**Task brief**
Each line below should be set down again unchanged.

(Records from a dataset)

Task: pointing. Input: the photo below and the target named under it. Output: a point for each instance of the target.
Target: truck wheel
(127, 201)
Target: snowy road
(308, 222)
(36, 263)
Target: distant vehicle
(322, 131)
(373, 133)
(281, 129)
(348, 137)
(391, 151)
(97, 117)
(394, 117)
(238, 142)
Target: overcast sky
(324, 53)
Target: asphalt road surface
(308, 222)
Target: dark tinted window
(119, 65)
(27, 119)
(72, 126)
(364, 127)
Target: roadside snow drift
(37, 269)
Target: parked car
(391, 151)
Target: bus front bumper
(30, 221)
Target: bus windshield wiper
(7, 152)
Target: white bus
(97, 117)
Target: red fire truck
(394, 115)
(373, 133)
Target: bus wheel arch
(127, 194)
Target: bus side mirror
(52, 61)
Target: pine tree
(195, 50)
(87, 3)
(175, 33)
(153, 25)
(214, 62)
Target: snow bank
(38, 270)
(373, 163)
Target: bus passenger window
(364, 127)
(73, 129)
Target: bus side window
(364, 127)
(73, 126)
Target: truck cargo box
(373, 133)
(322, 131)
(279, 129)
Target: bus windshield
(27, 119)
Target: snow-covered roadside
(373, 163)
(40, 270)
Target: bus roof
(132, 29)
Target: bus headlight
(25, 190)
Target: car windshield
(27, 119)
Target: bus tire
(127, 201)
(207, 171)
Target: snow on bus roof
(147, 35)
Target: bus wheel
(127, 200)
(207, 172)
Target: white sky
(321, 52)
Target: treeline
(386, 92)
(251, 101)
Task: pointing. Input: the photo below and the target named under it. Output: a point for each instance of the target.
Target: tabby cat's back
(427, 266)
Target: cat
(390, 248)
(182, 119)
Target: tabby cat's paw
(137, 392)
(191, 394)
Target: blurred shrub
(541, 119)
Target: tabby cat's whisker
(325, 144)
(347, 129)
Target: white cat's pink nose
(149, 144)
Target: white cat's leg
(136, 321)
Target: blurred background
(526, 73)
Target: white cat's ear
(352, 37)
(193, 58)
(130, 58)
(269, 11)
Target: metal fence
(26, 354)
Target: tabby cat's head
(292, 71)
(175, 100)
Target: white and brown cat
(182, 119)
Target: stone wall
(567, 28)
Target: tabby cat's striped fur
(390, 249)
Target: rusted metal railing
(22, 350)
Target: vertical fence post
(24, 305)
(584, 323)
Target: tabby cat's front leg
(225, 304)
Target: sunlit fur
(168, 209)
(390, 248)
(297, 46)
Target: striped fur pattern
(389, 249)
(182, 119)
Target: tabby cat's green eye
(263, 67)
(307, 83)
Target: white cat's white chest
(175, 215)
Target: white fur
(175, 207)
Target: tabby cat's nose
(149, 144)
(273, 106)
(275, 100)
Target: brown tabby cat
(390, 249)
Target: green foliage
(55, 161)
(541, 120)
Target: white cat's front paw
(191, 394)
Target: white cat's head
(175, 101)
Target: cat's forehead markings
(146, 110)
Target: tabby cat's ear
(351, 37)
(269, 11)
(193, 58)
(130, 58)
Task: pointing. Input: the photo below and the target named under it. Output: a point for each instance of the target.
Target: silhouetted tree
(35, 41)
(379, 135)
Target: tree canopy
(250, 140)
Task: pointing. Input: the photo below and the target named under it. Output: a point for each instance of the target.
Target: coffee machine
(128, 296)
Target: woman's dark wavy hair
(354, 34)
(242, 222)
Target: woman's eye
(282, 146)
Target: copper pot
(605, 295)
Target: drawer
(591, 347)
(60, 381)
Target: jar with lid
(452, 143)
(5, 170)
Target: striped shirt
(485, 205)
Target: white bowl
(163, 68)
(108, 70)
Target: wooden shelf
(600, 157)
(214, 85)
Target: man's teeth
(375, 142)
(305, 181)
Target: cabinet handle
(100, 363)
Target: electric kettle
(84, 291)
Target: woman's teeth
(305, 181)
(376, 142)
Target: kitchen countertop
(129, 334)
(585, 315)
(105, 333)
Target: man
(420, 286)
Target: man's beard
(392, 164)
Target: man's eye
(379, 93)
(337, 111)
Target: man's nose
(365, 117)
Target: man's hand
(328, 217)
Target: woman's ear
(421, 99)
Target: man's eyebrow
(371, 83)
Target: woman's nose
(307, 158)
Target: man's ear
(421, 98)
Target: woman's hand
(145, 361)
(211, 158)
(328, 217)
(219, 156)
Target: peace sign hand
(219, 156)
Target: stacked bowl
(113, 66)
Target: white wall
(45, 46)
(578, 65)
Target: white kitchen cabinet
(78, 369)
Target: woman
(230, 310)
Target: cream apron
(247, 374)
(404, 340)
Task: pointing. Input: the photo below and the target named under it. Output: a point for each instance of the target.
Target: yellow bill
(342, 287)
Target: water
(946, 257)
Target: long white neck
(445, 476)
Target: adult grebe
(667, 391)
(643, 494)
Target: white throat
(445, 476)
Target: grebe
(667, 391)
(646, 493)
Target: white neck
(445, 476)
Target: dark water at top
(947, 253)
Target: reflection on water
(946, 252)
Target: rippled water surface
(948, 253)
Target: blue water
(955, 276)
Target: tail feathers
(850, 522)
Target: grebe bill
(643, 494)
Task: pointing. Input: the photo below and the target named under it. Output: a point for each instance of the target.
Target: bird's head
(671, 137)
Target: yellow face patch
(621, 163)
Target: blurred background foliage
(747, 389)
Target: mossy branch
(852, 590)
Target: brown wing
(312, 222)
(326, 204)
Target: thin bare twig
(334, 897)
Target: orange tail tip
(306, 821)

**Task solution**
Task: pointing. Input: the photo below and the target named under it. Output: a point for each instance of the target.
Target: truck wheel
(127, 201)
Target: snowy road
(308, 222)
(36, 263)
Target: distant vehicle
(322, 131)
(373, 133)
(281, 129)
(348, 137)
(391, 151)
(97, 117)
(394, 117)
(238, 142)
Target: overcast sky
(324, 53)
Target: asphalt road surface
(308, 222)
Target: dark tinted window
(119, 65)
(27, 119)
(72, 126)
(364, 127)
Target: roadside snow drift
(37, 269)
Target: parked car
(391, 151)
Target: bus front bumper
(30, 221)
Target: bus windshield wiper
(7, 152)
Target: white bus
(97, 117)
Target: red fire truck
(394, 115)
(373, 133)
Target: bus wheel arch
(127, 194)
Target: bus side mirror
(52, 61)
Target: pine tree
(195, 50)
(87, 3)
(175, 33)
(153, 25)
(214, 62)
Target: snow bank
(38, 270)
(373, 163)
Target: bus passenger window
(364, 127)
(73, 129)
Target: bus side window
(364, 127)
(73, 126)
Target: truck cargo box
(373, 133)
(322, 131)
(279, 129)
Target: bus windshield
(27, 119)
Target: snow-covered roadside
(373, 163)
(40, 270)
Target: bus roof
(132, 29)
Target: bus headlight
(25, 190)
Target: car windshield
(27, 119)
Target: bus tire
(127, 201)
(207, 171)
Target: snow on bus roof
(147, 35)
Target: bus wheel
(127, 200)
(207, 172)
Target: white sky
(321, 52)
Target: treeline
(386, 92)
(251, 101)
Task: pointing. Input: the photo below and the target named under it. Output: a point for each instance of the target.
Target: tabby cat's back
(427, 266)
Target: cat
(390, 248)
(182, 119)
Target: tabby cat's paw
(137, 392)
(191, 394)
Target: blurred shrub
(541, 119)
Target: tabby cat's whisker
(325, 144)
(347, 129)
Target: white cat's pink nose
(149, 144)
Target: white cat's leg
(136, 321)
Target: blurred background
(526, 73)
Target: white cat's ear
(352, 37)
(193, 58)
(130, 58)
(269, 11)
Target: metal fence
(26, 354)
Target: tabby cat's head
(292, 71)
(175, 100)
Target: white and brown cat
(182, 119)
Target: stone wall
(567, 28)
Target: tabby cat's striped fur
(390, 249)
Target: rusted metal railing
(22, 350)
Target: vertical fence post
(24, 305)
(584, 323)
Target: tabby cat's front leg
(225, 304)
Target: sunlit fur
(168, 209)
(390, 248)
(297, 46)
Target: striped fur pattern
(389, 249)
(182, 119)
Target: tabby cat's green eye
(263, 67)
(307, 83)
Target: white cat's white chest
(175, 215)
Target: white fur
(175, 207)
Target: tabby cat's nose
(149, 144)
(273, 106)
(275, 100)
Target: brown tabby cat
(390, 249)
Target: green foliage
(55, 161)
(541, 120)
Target: white cat's front paw
(191, 394)
Target: white cat's head
(175, 101)
Target: cat's forehead markings
(146, 110)
Target: tabby cat's ear
(351, 37)
(269, 11)
(193, 58)
(130, 58)
Task: pointing. Input: the photo below and the target named under it. Output: a point for each instance of the target.
Target: silhouetted tree
(35, 41)
(379, 135)
Target: tree canopy
(250, 140)
Task: pointing. Input: the photo below and the target named under it. Output: a point for each instance of the target.
Target: coffee machine
(128, 296)
Target: woman's dark wavy hair
(354, 34)
(242, 222)
Target: woman's eye
(282, 146)
Target: copper pot
(605, 295)
Target: drawer
(591, 347)
(60, 381)
Target: jar with lid
(452, 143)
(5, 170)
Target: striped shirt
(485, 205)
Target: white bowl
(163, 68)
(108, 70)
Target: wooden shelf
(600, 157)
(214, 85)
Target: man's teeth
(375, 142)
(305, 181)
Target: cabinet handle
(100, 363)
Target: electric kettle
(84, 291)
Target: woman's teeth
(305, 181)
(376, 142)
Target: kitchen countertop
(129, 334)
(585, 315)
(105, 333)
Target: man
(420, 286)
Target: man's beard
(392, 164)
Target: man's eye
(379, 93)
(337, 111)
Target: man's nose
(365, 117)
Target: man's hand
(328, 217)
Target: woman's ear
(421, 99)
Target: man's eyebrow
(371, 83)
Target: woman's nose
(307, 158)
Target: man's ear
(421, 98)
Target: woman's hand
(145, 361)
(211, 158)
(328, 217)
(219, 156)
Target: peace sign hand
(219, 156)
Target: stacked bowl
(113, 66)
Target: white wall
(45, 46)
(578, 65)
Target: white kitchen cabinet
(78, 369)
Target: woman
(230, 310)
Target: cream apron
(247, 374)
(404, 340)
Task: pointing. Input: the photo below and the target named under it. Output: a point for each instance of the target.
Target: yellow bill
(342, 287)
Target: water
(946, 257)
Target: long white neck
(445, 476)
Target: adult grebe
(667, 391)
(643, 494)
Target: white throat
(445, 476)
Target: grebe
(667, 391)
(646, 493)
Target: white neck
(445, 476)
Target: dark water at top
(947, 253)
Target: reflection on water
(946, 252)
Target: rippled water surface
(948, 253)
Target: blue water
(955, 276)
Target: tail feathers
(850, 522)
Target: grebe bill
(643, 494)
Task: pointing. Input: the photo below and the target named under it. Output: a point for each instance of the target.
Target: bird's head
(671, 137)
Target: yellow face patch
(621, 163)
Target: blurred background foliage
(747, 389)
Target: mossy branch
(852, 590)
Target: brown wing
(312, 222)
(326, 204)
Target: thin bare twig
(334, 897)
Target: orange tail tip
(306, 821)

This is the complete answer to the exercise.